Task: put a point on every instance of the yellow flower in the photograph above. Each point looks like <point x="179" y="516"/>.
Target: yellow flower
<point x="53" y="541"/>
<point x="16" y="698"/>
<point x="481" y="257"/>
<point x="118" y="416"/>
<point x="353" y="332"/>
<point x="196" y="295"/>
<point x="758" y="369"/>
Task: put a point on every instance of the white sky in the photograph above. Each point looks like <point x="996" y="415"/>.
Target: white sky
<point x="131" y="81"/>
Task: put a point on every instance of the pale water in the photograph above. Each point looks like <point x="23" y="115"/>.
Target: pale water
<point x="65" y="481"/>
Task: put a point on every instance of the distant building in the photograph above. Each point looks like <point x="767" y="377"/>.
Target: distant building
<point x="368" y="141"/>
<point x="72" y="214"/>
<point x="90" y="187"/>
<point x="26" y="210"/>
...
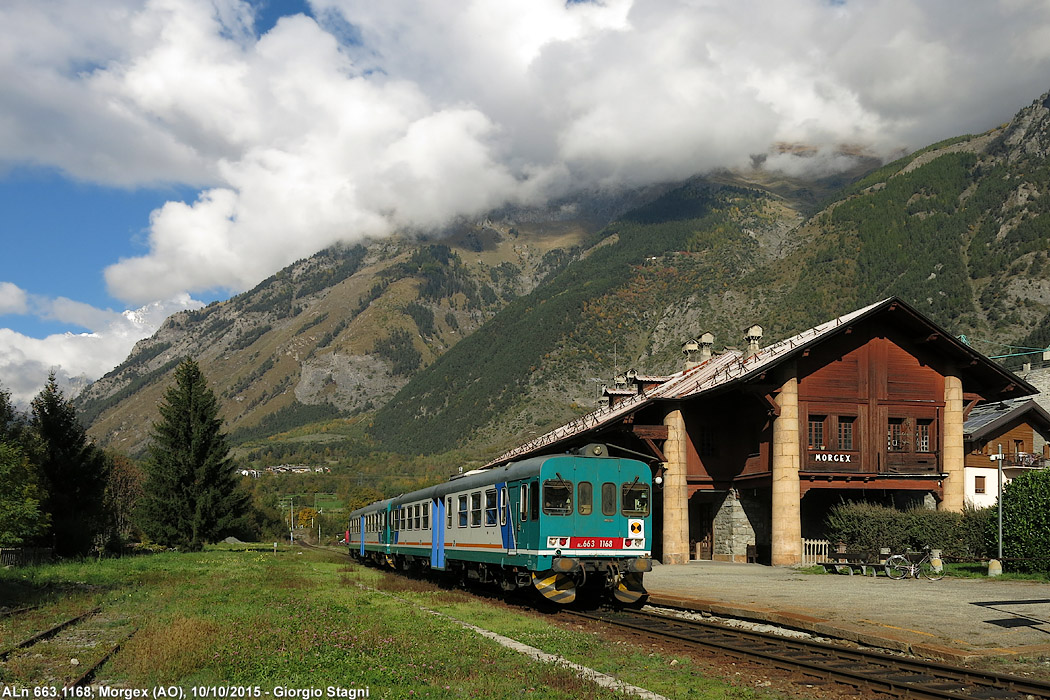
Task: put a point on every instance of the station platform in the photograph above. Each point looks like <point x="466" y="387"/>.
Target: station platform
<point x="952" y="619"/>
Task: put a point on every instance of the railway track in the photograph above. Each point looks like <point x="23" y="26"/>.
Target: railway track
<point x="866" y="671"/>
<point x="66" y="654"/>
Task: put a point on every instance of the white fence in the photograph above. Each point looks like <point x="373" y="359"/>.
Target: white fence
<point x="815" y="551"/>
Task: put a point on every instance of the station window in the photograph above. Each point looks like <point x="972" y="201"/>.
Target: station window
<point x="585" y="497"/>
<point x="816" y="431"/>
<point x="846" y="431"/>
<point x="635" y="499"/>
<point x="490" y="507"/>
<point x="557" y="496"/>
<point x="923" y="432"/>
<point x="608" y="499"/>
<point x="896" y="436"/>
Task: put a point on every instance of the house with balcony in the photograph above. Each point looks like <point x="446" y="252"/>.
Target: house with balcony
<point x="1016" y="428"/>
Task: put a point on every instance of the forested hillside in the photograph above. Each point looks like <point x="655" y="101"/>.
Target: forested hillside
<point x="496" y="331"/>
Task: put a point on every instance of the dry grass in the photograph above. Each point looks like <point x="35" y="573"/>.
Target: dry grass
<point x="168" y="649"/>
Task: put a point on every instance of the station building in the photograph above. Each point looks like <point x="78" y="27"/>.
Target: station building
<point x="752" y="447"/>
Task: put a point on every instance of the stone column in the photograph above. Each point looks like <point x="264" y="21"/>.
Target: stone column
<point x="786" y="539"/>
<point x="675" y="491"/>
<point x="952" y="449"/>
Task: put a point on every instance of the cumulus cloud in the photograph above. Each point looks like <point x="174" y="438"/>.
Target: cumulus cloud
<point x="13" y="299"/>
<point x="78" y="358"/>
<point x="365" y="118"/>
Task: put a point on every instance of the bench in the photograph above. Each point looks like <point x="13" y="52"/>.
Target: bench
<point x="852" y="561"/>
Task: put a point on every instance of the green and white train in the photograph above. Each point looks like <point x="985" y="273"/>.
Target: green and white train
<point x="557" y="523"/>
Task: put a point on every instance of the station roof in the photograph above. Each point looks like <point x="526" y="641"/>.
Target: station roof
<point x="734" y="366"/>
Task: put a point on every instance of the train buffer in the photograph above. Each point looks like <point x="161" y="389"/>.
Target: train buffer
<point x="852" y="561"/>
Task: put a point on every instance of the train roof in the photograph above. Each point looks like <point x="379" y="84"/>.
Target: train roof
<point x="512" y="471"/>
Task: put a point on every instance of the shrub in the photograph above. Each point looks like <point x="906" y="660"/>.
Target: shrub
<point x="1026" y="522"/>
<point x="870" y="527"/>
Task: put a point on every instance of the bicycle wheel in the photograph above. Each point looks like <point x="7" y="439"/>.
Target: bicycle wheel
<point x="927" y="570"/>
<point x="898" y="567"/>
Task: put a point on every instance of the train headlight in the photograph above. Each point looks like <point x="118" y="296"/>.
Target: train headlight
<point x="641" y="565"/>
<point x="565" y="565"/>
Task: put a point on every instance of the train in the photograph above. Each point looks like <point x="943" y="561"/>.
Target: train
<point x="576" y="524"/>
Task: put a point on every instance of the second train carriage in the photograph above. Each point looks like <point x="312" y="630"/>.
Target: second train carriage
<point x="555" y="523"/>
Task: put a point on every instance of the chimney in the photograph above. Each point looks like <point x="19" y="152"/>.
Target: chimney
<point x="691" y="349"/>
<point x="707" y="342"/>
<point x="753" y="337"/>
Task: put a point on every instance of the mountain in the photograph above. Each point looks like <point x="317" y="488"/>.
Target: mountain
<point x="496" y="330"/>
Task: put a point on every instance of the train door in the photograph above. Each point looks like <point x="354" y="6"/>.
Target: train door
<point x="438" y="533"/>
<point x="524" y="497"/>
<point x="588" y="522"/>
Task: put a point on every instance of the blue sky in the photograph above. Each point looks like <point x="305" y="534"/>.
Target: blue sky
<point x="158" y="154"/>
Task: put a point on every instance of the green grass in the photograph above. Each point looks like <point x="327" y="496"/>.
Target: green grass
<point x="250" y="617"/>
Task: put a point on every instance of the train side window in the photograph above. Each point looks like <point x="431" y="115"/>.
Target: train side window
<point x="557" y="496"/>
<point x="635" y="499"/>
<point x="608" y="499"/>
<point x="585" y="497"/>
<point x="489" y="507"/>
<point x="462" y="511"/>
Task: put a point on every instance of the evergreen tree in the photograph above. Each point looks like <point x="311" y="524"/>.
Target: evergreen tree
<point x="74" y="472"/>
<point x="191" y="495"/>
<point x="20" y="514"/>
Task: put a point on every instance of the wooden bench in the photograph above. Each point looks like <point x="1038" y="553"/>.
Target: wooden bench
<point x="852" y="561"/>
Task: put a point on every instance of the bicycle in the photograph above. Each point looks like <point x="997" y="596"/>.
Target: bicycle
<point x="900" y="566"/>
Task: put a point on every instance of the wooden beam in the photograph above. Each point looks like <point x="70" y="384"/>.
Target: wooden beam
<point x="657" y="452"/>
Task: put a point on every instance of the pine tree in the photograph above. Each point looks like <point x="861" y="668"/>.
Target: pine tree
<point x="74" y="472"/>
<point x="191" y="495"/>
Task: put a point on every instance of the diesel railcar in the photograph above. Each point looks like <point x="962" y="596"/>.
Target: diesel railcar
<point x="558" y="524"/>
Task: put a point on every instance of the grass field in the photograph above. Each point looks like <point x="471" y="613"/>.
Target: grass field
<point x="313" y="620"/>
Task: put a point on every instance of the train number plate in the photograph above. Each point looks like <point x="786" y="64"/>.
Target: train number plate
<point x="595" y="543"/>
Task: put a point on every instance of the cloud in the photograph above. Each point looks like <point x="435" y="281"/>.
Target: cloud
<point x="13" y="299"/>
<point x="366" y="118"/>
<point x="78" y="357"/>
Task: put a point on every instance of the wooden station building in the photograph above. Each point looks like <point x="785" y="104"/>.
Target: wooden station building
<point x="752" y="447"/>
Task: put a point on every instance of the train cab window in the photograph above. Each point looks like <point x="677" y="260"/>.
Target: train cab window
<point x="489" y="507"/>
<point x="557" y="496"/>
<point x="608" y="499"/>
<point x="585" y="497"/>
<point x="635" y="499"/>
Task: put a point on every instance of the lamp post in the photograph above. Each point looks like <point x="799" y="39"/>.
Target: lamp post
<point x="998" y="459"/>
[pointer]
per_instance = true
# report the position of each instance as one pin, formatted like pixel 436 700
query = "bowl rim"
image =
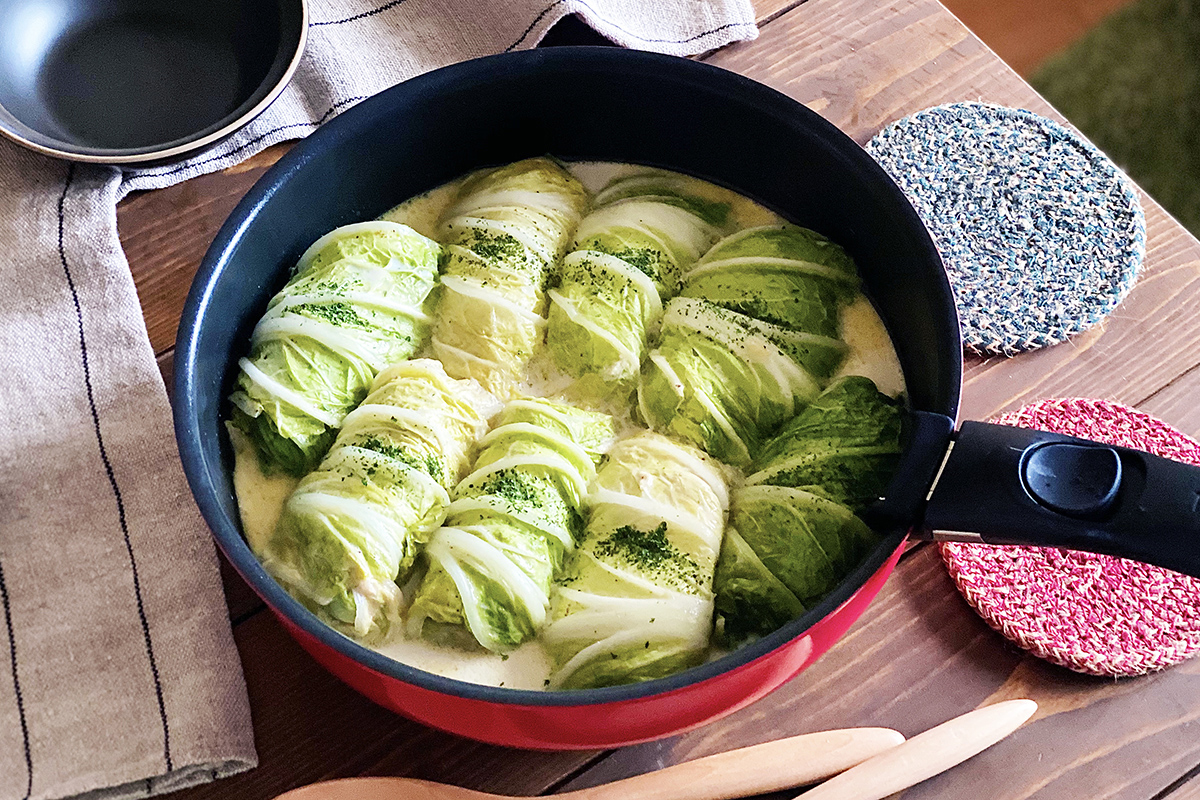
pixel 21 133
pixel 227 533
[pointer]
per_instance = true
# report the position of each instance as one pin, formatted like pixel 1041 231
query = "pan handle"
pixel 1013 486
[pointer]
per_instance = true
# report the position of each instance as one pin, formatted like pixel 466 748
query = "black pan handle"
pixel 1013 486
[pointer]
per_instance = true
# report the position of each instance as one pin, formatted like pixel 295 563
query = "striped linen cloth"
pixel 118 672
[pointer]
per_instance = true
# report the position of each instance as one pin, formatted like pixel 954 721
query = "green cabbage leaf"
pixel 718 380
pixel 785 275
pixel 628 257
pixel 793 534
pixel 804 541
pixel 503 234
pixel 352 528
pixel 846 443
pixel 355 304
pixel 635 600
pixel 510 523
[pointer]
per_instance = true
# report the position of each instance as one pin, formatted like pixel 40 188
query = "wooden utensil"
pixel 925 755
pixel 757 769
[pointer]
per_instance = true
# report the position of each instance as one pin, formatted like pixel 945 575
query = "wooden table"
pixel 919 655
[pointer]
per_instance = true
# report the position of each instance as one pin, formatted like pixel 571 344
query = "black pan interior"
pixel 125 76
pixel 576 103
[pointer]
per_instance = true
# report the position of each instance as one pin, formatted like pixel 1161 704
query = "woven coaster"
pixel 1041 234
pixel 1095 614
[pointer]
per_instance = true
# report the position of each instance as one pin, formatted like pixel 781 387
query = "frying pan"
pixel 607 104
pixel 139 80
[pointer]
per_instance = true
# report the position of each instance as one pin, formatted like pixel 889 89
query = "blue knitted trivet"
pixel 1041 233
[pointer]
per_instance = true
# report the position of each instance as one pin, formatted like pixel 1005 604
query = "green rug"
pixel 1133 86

> [TASK GOAL]: Copy word for word the lines from the line with "Task: put a point on every instance of the cloud" to the line with "pixel 118 672", including both of those lines, and leave the pictures out.

> [ANSWER]:
Task: put a point on every instance of the cloud in the photograph above. Each point looks like <point x="435" y="281"/>.
Target: cloud
<point x="13" y="299"/>
<point x="366" y="118"/>
<point x="78" y="357"/>
Task: put a point on every instance of the wooden station building in the photograph above. Each point looks like <point x="785" y="104"/>.
Target: wooden station building
<point x="752" y="447"/>
Task: put a point on every instance of the train cab window in the photograph above. Each point looks like <point x="677" y="260"/>.
Target: train cab window
<point x="489" y="507"/>
<point x="557" y="496"/>
<point x="608" y="499"/>
<point x="585" y="497"/>
<point x="635" y="499"/>
Task: put a point on every instance of the lamp post in the photograph above. Each point looks like <point x="799" y="39"/>.
Target: lamp post
<point x="998" y="459"/>
[pointer]
per_instance = true
# report the position of each instance as one pin, formatted like pixel 436 700
query = "bowl rim"
image =
pixel 21 133
pixel 227 533
[pointer]
per_instance = true
# report the position of each instance as one pin, formatted like pixel 1041 231
query = "pan handle"
pixel 1013 486
[pointer]
per_instance = true
# report the position of each instance as one pin, formatted like pixel 466 748
query = "black pan handle"
pixel 1013 486
[pointer]
per_instance = true
# report the position of each instance as one pin, formatted like pixel 295 563
query = "striped linen cloth"
pixel 118 672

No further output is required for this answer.